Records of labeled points
--------
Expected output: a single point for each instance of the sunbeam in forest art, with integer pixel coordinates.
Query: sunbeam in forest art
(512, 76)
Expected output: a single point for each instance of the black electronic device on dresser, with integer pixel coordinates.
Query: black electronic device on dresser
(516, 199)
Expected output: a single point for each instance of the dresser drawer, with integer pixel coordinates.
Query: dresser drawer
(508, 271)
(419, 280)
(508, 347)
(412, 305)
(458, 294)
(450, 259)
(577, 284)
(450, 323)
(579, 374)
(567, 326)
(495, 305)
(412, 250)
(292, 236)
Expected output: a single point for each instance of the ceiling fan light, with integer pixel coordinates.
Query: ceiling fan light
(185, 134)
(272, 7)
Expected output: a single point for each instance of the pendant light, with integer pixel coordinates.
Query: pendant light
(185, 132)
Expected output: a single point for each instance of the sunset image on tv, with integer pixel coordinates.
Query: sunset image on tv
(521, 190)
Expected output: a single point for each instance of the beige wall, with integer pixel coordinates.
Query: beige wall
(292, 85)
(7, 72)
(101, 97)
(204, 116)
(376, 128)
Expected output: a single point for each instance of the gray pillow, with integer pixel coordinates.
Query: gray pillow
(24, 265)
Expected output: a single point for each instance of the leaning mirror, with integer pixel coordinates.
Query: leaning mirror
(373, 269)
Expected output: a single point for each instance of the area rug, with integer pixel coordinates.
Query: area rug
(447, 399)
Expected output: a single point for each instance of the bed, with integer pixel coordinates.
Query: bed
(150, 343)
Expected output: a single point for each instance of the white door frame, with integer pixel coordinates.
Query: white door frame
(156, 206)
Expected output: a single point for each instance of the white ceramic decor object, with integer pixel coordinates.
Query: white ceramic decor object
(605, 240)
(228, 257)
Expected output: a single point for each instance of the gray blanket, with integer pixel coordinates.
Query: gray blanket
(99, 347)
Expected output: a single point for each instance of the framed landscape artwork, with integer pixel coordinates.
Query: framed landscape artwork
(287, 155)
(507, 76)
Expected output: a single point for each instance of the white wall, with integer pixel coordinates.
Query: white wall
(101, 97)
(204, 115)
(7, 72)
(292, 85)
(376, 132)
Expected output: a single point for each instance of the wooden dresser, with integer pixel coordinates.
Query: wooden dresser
--------
Exercise directions: Copy the material word for word, starting at the line that contains "Expected output: a single point for each instance of the sunset" and ending with the last line of the material.

Result of this task:
Expected output: a single point for each instance of the sunset image on tv, with integer pixel coordinates.
Query: sunset image on tv
(521, 190)
Expected output: a single point for each instance of the beige wall, with integer pixel coordinates.
Query: beige wall
(292, 85)
(7, 72)
(101, 97)
(204, 116)
(376, 128)
Expected output: a single point for each instance of the gray pillow, with integer pixel coordinates.
Query: gray pillow
(24, 265)
Expected output: a single point for each instance of the leaning mirror, with integer pixel coordinates.
Query: leaning mirror
(373, 269)
Expected output: a single point for each instance of the area rug, with integer pixel coordinates.
Query: area rug
(447, 399)
Expected output: a single point for each instance of the bed, with integer pixel coordinates.
Query: bed
(150, 343)
Expected output: a single point for each instance of the white door frame, with integer pixel coordinates.
Query: white door frame
(156, 206)
Expected output: a single point for each instance of the white ceramic decor object, with integer pixel coordinates.
Query: white ceramic decor object
(605, 240)
(228, 257)
Expected output: a single point for each instance of the gray blanket, with integer pixel coordinates.
Query: gray blanket
(99, 347)
Expected output: a single point for each instance of the framed landscape artwork, with integer pixel coordinates.
Query: framed landscape artwork
(287, 155)
(507, 76)
Expected output: a single point for each instance of the white wall, with integer pixel coordinates.
Query: white wall
(101, 97)
(204, 115)
(7, 72)
(292, 85)
(376, 132)
Expected output: a single point for each instance of the wooden dresser, with integer pixel coordinates.
Query: wooden dresser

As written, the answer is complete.